TO DO –
Can you echo the lines of the listing below, from the line containing "FLASHCARD FRONT: Where is the wilted" through the line containing "[0,0,640,698]", inclusive, with nothing changed?

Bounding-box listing
:::

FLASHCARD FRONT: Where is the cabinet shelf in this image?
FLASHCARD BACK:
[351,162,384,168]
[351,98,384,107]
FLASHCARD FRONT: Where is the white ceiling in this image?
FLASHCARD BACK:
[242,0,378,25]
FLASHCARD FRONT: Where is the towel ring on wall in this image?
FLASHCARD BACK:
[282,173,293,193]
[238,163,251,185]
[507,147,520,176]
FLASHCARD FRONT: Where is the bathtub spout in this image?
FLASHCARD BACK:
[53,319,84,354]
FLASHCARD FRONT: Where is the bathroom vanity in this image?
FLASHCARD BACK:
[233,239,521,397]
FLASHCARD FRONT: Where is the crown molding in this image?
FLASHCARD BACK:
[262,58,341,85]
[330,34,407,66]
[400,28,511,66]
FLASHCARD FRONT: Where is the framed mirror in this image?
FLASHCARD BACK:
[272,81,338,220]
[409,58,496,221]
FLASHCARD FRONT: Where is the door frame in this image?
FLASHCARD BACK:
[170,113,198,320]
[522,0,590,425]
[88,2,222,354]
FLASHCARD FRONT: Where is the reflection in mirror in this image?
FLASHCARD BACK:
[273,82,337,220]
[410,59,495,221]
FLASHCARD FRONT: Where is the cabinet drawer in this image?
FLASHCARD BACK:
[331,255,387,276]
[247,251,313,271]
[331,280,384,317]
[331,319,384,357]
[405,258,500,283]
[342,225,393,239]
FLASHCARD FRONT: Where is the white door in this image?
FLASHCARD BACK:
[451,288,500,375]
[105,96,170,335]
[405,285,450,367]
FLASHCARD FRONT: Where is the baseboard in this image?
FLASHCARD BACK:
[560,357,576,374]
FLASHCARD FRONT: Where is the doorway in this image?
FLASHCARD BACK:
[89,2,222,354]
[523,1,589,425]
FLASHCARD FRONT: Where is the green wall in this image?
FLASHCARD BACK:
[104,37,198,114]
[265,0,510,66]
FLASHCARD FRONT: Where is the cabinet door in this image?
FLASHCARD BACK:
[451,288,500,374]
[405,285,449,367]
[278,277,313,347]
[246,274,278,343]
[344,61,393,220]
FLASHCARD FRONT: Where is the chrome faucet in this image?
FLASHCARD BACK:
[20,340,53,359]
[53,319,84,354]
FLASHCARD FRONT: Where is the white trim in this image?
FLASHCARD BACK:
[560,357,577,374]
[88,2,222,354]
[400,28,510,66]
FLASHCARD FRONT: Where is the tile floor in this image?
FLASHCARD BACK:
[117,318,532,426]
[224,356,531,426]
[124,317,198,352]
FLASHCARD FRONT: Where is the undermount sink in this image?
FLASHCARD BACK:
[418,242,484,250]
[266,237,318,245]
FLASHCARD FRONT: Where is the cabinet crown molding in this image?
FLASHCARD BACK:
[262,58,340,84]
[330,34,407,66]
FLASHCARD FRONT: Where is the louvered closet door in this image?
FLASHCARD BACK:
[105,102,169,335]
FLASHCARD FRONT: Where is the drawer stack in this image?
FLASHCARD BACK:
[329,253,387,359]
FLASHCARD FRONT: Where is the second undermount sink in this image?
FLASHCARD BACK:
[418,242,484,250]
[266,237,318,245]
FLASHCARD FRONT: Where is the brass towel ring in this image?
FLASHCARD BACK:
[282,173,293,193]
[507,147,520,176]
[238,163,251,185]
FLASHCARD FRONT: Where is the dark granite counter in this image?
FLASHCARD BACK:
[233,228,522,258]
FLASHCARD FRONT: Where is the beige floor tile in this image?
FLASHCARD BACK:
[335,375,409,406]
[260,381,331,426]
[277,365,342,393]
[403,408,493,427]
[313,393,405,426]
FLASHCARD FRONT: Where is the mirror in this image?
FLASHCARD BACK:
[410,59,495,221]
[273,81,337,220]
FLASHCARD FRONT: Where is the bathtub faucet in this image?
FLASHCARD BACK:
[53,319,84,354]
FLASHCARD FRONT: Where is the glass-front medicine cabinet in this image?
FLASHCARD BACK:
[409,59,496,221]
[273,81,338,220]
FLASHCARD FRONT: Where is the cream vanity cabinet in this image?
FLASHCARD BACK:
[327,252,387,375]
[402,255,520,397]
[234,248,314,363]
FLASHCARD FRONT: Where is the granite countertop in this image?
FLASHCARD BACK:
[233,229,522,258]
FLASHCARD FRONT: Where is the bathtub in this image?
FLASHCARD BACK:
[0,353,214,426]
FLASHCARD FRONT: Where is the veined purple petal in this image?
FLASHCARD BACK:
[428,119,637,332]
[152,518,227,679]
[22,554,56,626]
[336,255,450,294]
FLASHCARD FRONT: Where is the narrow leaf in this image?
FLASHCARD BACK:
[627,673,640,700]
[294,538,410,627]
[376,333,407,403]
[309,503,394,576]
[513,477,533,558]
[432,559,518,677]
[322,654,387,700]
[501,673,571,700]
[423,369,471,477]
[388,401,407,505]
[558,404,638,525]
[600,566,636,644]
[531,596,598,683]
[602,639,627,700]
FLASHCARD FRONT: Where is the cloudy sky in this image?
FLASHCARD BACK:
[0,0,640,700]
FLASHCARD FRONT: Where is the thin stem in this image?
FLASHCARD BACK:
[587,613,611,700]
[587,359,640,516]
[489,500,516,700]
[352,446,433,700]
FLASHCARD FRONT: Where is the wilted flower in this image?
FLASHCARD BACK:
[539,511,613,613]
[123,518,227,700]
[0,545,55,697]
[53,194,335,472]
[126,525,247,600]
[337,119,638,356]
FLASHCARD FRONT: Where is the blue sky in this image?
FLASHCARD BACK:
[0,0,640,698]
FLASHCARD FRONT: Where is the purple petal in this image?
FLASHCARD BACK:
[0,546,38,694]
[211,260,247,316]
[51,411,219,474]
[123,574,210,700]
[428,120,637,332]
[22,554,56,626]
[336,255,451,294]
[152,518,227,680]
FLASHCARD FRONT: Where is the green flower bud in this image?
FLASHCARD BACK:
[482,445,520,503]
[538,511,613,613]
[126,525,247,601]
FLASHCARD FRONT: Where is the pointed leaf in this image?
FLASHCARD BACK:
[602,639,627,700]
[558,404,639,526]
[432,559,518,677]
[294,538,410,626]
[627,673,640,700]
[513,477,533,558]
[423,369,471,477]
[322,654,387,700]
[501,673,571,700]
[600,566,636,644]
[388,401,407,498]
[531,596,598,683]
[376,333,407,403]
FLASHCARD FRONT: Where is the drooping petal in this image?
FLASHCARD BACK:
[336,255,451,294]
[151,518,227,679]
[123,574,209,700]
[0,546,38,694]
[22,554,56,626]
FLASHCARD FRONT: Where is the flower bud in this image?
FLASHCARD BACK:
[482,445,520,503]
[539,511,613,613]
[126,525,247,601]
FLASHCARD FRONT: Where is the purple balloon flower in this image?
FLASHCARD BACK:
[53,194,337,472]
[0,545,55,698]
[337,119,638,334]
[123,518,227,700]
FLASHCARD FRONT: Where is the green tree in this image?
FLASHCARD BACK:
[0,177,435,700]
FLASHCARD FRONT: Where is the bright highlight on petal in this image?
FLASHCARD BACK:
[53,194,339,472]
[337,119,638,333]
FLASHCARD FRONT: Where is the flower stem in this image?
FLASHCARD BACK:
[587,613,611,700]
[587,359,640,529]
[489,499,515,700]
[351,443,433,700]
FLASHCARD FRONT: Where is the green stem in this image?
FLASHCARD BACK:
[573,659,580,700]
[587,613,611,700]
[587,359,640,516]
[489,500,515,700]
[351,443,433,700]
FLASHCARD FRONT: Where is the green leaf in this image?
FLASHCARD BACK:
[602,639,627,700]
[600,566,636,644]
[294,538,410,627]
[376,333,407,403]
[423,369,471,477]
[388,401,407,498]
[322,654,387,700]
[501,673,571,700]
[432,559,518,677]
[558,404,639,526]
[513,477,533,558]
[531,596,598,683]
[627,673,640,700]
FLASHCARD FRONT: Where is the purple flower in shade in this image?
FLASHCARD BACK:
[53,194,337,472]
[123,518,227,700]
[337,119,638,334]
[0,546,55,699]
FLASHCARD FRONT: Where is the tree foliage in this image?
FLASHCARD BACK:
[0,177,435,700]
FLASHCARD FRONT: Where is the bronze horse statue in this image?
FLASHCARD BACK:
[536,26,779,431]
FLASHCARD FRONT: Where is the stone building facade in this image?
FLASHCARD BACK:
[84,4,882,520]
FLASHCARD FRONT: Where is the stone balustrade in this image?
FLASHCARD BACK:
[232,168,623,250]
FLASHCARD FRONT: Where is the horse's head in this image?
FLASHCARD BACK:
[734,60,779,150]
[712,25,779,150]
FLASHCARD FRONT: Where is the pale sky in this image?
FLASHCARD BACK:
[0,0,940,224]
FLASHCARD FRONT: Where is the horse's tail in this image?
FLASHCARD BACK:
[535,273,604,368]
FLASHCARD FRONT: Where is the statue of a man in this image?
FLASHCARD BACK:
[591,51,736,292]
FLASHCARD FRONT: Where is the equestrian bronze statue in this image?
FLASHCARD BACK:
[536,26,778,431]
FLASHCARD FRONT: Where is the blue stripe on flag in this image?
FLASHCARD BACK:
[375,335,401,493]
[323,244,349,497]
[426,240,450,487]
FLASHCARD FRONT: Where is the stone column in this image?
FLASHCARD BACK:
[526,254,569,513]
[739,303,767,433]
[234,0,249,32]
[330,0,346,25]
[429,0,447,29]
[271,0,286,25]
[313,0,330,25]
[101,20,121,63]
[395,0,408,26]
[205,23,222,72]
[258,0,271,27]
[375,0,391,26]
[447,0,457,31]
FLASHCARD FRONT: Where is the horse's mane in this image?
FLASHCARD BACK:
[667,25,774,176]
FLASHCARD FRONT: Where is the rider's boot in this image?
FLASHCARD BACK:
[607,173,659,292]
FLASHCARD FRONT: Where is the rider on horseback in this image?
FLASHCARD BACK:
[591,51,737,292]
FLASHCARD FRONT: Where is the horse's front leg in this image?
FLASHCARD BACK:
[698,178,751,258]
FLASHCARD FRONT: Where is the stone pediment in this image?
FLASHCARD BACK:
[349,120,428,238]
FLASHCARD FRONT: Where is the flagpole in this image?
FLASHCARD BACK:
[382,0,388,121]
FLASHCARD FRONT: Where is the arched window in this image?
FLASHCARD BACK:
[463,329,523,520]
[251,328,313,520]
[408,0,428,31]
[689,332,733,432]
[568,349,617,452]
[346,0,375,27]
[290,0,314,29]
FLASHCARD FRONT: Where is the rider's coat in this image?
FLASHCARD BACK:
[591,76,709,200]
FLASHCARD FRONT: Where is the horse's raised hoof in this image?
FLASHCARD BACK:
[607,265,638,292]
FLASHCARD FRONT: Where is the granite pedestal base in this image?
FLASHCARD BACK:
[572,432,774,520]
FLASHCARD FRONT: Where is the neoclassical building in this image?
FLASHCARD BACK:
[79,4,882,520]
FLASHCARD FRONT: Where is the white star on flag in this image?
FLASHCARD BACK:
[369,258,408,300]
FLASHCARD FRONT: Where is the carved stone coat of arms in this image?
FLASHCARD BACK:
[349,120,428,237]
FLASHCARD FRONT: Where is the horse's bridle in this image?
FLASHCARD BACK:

:::

ANSWER FOR THE TASK –
FLASHCARD FRONT: Where is the wilted flower in this image?
FLASHCARD BACK:
[539,511,613,613]
[123,518,227,700]
[0,545,55,697]
[53,194,335,472]
[126,525,247,600]
[337,119,638,356]
FLASHCARD FRONT: Where is the blue sky in this image?
FLASHCARD BACK:
[0,0,640,698]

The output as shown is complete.